Source passage:
(begin)

The Nigerian government routinely imports petroleum and sells these imports at below cost on the domestic market to keep price levels down. In 2003, this subsidy on imported petroleum products amounted to more than 1% of Nigeria's Gross Domestic Product. Allowing prices to increase to their market levels will ease the government's financial burden, while also encouraging both local and inward foreign investment - including the building of more refineries - into the domestic petroleum sector. Indeed, investors shy away from situations where they may face rising costs but are required by law to keep their prices low.

However, until recently efforts to assess the economic impacts of higher fuel prices paid little attention to poverty effects. This was a major oversight. In a country like Nigeria, where more than half of the population lives on less than 1 US dollar per day, it is important to evaluate policies that may raise poverty levels. Moreover, it is critical to evaluate such effects before implementing the policies so that complementary reforms, where necessary, can be put into place to address the burden on the poor.

Fuel shortages affect both the rich and the poor. Prices at the pump for premium motor spirit (PMS), diesel and kerosene all go up when there are shortages. While PMS is used by the rich to fuel their cars, it is also a basic fuel for the transportation sector used mainly by the poor. Diesel and kerosene are also used by the poor. The government's importation of these products in the past has thus benefited both groups.

(end)

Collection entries
(begin)

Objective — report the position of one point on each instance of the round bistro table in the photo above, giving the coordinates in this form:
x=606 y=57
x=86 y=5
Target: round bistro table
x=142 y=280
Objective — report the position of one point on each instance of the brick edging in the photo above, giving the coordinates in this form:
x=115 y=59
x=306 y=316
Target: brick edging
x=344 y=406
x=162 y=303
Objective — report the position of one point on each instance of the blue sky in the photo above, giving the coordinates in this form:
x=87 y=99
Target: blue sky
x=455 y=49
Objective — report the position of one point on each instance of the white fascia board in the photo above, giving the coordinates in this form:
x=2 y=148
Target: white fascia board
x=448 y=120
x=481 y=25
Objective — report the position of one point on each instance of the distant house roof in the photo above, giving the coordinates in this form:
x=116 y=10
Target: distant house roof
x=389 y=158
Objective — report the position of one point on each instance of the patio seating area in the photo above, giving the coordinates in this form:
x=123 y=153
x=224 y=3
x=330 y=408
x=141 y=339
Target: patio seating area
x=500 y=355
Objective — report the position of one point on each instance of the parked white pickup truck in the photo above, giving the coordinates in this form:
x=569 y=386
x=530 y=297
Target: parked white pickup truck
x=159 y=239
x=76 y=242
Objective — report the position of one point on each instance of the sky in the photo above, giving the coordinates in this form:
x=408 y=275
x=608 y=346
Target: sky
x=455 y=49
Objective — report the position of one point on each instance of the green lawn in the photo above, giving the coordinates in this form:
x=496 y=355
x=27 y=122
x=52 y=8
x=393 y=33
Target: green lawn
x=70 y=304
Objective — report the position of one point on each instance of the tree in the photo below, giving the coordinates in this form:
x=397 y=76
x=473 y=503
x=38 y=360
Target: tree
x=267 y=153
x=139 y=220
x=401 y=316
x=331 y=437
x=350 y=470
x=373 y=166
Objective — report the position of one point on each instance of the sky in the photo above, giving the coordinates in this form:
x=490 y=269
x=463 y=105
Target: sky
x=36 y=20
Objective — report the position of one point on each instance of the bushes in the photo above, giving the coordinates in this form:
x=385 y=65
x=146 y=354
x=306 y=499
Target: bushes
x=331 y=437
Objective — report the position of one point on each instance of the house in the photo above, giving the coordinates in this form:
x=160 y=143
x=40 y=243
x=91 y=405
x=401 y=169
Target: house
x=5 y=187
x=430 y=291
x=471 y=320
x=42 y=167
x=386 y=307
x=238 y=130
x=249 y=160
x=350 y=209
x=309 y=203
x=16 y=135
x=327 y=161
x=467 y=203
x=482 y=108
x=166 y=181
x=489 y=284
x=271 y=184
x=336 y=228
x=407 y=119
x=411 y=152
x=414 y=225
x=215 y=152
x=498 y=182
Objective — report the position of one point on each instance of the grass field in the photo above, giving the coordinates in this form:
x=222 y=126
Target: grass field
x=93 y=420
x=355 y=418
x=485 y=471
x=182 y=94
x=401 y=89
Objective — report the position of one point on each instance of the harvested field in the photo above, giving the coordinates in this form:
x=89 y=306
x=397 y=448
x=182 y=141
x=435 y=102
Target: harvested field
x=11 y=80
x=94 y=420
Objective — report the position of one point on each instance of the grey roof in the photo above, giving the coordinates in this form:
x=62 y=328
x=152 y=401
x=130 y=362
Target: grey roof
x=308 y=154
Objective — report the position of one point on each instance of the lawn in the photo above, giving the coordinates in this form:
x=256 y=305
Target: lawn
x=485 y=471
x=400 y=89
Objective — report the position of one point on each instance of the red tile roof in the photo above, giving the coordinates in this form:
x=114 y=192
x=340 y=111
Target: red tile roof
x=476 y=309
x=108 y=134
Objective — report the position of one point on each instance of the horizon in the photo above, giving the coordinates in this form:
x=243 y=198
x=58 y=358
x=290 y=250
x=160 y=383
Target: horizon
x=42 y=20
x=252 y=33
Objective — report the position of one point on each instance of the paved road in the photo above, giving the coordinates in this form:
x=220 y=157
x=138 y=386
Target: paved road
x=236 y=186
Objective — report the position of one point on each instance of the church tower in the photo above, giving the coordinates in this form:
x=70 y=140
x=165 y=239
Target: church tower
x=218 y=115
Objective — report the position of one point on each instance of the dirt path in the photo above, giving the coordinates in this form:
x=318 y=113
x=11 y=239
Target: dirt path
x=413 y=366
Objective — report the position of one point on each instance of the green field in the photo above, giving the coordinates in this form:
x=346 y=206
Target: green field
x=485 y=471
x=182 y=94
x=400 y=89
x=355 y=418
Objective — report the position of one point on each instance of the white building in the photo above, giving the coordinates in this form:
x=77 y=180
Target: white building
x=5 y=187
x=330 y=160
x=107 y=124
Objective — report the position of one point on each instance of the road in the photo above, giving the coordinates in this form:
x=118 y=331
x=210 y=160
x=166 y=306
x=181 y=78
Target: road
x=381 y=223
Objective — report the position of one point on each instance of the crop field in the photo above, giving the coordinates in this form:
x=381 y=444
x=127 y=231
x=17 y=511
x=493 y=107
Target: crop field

(end)

Direction: Copy out the passage on Nigeria's petroleum subsidy above, word for word and in full.

Result of the exercise:
The Nigerian government routinely imports petroleum and sells these imports at below cost on the domestic market to keep price levels down. In 2003, this subsidy on imported petroleum products amounted to more than 1% of Nigeria's Gross Domestic Product. Allowing prices to increase to their market levels will ease the government's financial burden, while also encouraging both local and inward foreign investment - including the building of more refineries - into the domestic petroleum sector. Indeed, investors shy away from situations where they may face rising costs but are required by law to keep their prices low.

However, until recently efforts to assess the economic impacts of higher fuel prices paid little attention to poverty effects. This was a major oversight. In a country like Nigeria, where more than half of the population lives on less than 1 US dollar per day, it is important to evaluate policies that may raise poverty levels. Moreover, it is critical to evaluate such effects before implementing the policies so that complementary reforms, where necessary, can be put into place to address the burden on the poor.

Fuel shortages affect both the rich and the poor. Prices at the pump for premium motor spirit (PMS), diesel and kerosene all go up when there are shortages. While PMS is used by the rich to fuel their cars, it is also a basic fuel for the transportation sector used mainly by the poor. Diesel and kerosene are also used by the poor. The government's importation of these products in the past has thus benefited both groups.